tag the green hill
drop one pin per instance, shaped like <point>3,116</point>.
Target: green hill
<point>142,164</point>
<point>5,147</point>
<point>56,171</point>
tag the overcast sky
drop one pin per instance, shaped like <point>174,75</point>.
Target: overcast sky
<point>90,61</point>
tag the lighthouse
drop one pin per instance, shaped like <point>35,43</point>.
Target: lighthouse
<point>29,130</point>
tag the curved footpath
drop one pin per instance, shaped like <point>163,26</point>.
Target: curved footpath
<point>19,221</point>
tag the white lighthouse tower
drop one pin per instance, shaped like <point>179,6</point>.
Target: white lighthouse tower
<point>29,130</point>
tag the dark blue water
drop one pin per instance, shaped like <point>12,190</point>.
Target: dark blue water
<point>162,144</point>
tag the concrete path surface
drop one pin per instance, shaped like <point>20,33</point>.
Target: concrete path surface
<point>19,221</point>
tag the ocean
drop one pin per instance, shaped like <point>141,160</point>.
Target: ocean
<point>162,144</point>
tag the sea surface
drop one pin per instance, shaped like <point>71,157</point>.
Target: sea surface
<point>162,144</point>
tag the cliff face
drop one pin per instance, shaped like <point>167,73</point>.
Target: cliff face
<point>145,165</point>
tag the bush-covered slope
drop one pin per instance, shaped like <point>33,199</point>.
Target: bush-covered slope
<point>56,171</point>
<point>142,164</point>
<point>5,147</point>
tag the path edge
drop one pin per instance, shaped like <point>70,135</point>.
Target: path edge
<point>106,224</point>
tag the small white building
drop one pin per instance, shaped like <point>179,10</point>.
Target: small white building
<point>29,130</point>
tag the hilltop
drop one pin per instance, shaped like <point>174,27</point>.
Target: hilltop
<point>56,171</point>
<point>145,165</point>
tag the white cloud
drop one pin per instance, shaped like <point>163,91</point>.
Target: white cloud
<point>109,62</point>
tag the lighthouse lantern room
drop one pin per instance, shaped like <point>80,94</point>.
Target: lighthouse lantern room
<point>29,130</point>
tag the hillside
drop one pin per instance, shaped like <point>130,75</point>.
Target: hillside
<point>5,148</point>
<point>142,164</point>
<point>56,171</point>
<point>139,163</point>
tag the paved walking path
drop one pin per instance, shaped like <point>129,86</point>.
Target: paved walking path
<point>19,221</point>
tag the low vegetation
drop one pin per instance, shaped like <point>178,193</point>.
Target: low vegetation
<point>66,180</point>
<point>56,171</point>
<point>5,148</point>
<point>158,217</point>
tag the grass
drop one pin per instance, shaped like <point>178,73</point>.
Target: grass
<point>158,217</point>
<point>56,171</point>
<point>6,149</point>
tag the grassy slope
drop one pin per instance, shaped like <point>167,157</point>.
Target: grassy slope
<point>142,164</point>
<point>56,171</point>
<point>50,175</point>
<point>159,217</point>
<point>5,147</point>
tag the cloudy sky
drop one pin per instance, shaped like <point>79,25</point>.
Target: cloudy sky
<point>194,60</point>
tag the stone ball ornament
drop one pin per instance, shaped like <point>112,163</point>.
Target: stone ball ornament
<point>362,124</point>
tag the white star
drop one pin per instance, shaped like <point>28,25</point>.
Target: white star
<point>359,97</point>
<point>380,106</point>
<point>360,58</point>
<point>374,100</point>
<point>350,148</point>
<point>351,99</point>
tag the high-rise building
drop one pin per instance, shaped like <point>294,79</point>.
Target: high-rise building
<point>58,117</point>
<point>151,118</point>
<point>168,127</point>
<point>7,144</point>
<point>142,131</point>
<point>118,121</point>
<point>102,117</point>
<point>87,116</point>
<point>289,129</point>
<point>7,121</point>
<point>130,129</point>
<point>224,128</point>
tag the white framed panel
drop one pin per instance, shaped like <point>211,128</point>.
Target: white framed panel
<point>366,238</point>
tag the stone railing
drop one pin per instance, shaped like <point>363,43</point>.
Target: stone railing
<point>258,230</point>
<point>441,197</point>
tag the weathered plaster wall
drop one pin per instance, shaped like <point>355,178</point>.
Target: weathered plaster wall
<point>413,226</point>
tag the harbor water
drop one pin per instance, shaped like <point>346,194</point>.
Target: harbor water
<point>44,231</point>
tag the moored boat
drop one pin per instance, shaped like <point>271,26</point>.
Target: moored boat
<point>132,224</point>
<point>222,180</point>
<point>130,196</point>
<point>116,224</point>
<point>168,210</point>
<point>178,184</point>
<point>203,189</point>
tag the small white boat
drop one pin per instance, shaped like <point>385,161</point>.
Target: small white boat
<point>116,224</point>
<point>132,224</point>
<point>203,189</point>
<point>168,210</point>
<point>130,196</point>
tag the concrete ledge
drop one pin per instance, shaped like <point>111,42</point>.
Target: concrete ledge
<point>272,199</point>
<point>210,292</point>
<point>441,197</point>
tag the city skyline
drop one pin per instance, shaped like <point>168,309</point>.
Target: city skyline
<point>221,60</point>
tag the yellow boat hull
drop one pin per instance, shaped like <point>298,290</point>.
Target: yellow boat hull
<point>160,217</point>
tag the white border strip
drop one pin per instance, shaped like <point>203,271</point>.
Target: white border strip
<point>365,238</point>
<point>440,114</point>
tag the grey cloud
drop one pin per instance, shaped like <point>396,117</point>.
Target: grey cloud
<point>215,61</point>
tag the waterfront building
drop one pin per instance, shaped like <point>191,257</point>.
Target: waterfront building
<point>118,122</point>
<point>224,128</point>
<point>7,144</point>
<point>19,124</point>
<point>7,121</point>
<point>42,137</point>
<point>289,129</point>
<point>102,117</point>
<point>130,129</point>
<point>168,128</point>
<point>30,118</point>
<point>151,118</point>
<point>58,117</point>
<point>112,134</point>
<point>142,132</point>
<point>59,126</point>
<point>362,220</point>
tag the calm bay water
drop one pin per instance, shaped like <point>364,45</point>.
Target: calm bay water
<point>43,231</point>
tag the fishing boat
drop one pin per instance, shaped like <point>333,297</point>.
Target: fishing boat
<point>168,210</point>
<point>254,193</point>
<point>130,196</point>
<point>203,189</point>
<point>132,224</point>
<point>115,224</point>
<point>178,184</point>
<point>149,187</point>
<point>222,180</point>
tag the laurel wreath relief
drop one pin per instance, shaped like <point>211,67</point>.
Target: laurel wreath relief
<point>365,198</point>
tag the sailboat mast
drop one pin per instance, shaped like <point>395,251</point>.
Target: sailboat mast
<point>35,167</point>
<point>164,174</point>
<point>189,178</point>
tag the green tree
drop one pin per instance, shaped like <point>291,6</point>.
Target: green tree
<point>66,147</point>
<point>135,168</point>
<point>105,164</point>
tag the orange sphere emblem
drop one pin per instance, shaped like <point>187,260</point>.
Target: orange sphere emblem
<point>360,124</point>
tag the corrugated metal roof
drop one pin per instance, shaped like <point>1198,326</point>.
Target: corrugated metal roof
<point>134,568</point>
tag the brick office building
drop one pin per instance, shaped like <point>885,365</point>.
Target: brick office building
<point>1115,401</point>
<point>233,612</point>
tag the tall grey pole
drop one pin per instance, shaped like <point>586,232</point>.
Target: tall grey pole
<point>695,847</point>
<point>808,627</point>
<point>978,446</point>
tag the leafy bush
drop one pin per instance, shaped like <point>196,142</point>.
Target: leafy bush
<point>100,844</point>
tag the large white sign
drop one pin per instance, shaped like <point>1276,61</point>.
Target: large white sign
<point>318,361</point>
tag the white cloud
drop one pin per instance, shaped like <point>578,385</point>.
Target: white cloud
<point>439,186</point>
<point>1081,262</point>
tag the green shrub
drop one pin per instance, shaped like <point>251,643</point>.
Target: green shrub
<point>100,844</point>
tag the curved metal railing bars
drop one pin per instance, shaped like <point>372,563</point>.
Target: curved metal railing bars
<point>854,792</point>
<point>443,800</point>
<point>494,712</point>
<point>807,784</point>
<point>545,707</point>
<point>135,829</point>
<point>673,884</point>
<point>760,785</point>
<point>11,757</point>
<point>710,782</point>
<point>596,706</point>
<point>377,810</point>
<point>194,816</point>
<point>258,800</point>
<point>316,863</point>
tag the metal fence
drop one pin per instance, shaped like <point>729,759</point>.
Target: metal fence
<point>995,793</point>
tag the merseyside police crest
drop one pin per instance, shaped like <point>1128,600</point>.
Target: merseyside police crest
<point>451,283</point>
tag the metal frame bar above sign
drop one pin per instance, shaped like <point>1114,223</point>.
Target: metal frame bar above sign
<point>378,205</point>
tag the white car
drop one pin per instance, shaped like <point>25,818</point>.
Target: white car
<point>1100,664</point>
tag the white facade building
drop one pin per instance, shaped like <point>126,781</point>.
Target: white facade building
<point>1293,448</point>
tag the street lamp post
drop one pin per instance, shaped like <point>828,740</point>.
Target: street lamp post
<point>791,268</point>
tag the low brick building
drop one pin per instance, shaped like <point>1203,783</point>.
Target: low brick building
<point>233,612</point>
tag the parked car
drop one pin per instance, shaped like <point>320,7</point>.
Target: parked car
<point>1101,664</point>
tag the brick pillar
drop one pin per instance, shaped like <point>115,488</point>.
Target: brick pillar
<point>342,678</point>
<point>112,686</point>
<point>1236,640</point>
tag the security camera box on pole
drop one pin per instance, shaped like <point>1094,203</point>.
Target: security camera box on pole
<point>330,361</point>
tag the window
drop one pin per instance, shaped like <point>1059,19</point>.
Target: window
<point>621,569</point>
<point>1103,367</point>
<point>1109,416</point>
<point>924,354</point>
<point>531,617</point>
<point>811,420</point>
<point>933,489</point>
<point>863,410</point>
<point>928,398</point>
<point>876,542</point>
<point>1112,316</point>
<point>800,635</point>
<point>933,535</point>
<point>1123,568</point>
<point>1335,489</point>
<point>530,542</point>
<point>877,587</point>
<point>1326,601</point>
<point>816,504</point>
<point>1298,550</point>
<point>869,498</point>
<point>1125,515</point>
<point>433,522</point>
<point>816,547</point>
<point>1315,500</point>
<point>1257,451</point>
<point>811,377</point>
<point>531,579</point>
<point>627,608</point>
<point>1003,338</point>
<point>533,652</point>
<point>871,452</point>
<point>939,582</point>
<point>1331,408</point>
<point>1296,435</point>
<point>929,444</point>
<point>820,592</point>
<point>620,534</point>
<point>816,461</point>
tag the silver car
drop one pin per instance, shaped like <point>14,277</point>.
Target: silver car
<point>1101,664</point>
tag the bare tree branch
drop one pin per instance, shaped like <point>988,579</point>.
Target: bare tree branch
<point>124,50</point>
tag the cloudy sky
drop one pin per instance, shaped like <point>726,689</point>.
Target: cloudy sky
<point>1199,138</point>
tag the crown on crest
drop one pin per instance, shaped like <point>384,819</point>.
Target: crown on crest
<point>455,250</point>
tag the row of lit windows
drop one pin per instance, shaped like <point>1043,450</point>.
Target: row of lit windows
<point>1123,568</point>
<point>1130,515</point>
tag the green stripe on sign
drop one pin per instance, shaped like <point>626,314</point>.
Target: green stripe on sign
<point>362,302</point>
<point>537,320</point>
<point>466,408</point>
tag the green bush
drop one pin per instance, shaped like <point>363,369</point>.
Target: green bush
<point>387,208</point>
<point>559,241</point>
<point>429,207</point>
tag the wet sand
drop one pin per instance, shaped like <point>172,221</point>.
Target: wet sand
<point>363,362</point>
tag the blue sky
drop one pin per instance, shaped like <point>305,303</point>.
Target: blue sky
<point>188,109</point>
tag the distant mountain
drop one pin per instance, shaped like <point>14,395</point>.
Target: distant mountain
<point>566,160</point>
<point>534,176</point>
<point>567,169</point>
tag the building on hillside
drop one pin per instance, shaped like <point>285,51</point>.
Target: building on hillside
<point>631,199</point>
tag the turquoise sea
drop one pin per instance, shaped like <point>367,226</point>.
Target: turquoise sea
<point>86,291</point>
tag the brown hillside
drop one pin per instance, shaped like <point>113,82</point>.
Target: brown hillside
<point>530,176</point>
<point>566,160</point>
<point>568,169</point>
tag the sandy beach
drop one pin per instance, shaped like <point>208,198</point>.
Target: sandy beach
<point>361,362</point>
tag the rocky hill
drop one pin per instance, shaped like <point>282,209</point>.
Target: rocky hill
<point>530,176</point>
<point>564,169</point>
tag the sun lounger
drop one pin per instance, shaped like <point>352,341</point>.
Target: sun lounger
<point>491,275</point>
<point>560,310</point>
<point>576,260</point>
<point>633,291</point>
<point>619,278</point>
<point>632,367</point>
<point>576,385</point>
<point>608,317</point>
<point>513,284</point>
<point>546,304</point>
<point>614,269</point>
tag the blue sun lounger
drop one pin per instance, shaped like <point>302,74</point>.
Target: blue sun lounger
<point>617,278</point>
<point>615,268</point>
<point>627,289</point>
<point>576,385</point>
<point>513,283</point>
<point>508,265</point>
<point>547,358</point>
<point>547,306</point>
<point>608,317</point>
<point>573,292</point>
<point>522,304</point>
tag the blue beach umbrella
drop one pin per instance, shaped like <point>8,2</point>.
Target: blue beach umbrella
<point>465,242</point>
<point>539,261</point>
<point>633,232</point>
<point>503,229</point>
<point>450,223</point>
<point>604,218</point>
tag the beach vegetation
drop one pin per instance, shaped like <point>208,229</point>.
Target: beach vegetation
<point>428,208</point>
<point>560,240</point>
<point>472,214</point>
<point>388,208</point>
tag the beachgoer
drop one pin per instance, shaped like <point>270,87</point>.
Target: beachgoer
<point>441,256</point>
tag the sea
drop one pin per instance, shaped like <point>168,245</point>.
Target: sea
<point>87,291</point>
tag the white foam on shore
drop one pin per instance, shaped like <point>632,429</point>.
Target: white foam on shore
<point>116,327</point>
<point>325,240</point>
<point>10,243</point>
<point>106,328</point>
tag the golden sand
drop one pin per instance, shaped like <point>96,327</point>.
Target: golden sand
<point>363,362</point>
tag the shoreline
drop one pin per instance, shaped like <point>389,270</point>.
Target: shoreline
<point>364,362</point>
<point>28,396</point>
_ _ _ _ _ _ _
Task:
Produce a word-for-word copy of everything above from the line holding "drop one pin per instance, shaped like <point>130,75</point>." down to the line holding "tag the high-rise building", with both of those lines kept.

Answer to this task:
drop one pin per instance, shaped like <point>130,75</point>.
Target: hillside
<point>5,148</point>
<point>142,164</point>
<point>56,171</point>
<point>139,163</point>
tag the paved walking path
drop one pin per instance, shaped like <point>129,86</point>.
Target: paved walking path
<point>19,221</point>
tag the low vegetation
drop one pin per instance, shaped like <point>178,193</point>.
Target: low vegetation
<point>66,180</point>
<point>56,171</point>
<point>5,148</point>
<point>158,217</point>
tag the grass
drop one pin per instance, shaped like <point>178,73</point>.
Target: grass
<point>158,217</point>
<point>56,171</point>
<point>6,149</point>
tag the grassy slope
drop one pin per instance, shaped like <point>167,157</point>.
Target: grassy slope
<point>142,164</point>
<point>56,171</point>
<point>50,175</point>
<point>159,217</point>
<point>5,147</point>
tag the cloudy sky
drop one pin per instance, shaped like <point>79,25</point>.
Target: cloudy sky
<point>194,60</point>
tag the stone ball ornament
drop one pin per instance, shaped like <point>112,163</point>.
Target: stone ball ornament
<point>362,124</point>
tag the white star
drop one pin per instance, shaped like <point>28,25</point>.
Target: white star
<point>359,97</point>
<point>380,106</point>
<point>360,58</point>
<point>374,100</point>
<point>350,148</point>
<point>351,99</point>
tag the high-rise building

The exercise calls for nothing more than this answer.